Exercise brief:
Beginning with the line where "of the background" appears, retype every remaining line of the data below, both the first and last included.

Dataset records:
***

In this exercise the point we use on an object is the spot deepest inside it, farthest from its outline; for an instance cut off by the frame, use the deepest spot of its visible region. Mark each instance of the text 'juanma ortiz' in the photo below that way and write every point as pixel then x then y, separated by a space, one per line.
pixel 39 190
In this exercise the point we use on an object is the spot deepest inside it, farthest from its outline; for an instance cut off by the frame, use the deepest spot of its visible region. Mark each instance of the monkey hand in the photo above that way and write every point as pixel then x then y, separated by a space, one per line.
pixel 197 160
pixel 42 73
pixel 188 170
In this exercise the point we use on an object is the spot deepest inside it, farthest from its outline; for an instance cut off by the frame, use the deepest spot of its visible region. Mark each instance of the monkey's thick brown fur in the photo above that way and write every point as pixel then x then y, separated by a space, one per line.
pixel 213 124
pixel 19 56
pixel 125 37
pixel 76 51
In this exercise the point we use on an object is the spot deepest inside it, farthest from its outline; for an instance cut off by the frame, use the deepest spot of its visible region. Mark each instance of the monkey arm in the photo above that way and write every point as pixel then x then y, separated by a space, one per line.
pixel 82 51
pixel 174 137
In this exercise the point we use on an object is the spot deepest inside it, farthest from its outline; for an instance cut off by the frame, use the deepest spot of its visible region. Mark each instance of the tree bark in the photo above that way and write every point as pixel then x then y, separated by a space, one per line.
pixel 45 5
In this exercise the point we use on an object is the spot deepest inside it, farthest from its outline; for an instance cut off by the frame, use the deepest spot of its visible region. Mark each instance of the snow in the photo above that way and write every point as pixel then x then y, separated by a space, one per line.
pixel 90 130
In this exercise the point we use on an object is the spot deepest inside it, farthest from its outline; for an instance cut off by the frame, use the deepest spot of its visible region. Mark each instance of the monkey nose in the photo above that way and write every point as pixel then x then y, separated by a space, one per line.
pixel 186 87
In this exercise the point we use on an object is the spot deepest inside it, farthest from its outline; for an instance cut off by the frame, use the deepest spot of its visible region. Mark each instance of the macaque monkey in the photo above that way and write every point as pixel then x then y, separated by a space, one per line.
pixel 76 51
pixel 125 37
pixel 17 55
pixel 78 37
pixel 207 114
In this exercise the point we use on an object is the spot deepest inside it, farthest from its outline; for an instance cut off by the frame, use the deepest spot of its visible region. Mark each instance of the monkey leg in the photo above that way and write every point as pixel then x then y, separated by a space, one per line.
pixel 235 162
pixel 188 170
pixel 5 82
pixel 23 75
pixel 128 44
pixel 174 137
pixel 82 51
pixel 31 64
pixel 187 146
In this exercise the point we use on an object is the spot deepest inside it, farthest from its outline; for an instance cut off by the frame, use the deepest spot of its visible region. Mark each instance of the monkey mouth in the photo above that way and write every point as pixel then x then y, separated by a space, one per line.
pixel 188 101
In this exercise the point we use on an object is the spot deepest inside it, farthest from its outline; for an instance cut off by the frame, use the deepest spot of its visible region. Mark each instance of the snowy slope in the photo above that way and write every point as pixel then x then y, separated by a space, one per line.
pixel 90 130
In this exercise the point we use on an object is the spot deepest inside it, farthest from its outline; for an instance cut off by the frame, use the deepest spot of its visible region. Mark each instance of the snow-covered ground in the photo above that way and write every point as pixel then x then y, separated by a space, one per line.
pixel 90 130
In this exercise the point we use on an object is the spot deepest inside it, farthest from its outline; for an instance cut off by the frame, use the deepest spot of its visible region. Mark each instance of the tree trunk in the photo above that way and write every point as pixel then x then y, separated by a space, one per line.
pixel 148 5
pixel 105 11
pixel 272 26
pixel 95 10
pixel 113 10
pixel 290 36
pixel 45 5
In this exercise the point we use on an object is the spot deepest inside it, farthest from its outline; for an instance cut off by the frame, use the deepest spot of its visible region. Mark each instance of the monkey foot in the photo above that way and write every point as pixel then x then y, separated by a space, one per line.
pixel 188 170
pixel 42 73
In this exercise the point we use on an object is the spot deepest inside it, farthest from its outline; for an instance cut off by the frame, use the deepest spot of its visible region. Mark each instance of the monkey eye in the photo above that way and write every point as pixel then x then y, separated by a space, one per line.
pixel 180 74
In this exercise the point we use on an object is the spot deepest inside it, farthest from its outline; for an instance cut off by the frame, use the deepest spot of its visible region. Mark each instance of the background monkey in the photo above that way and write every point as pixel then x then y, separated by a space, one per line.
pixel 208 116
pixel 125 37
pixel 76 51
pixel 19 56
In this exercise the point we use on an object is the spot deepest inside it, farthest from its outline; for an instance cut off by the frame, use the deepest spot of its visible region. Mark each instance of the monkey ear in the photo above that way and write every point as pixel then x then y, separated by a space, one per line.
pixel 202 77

***

Reply to the exercise:
In this exercise the point we use on an object is the spot deepest inside it, farthest from its outline; for an instance cut off by the frame, use the deepest spot of its visible region. Mark each instance of the background monkey in the photo above that way and write every point as pixel then x then y, separated by a space, one per line.
pixel 208 116
pixel 125 37
pixel 76 51
pixel 19 56
In this exercise the point we use on an object is the spot deepest inside it, farthest from its outline; for an instance cut off by the frame, use the deepest spot of its visible region. Mark each instance of the monkey ear in the photo above that way and write every point as pixel then x then y, separated by a space, one per line.
pixel 202 77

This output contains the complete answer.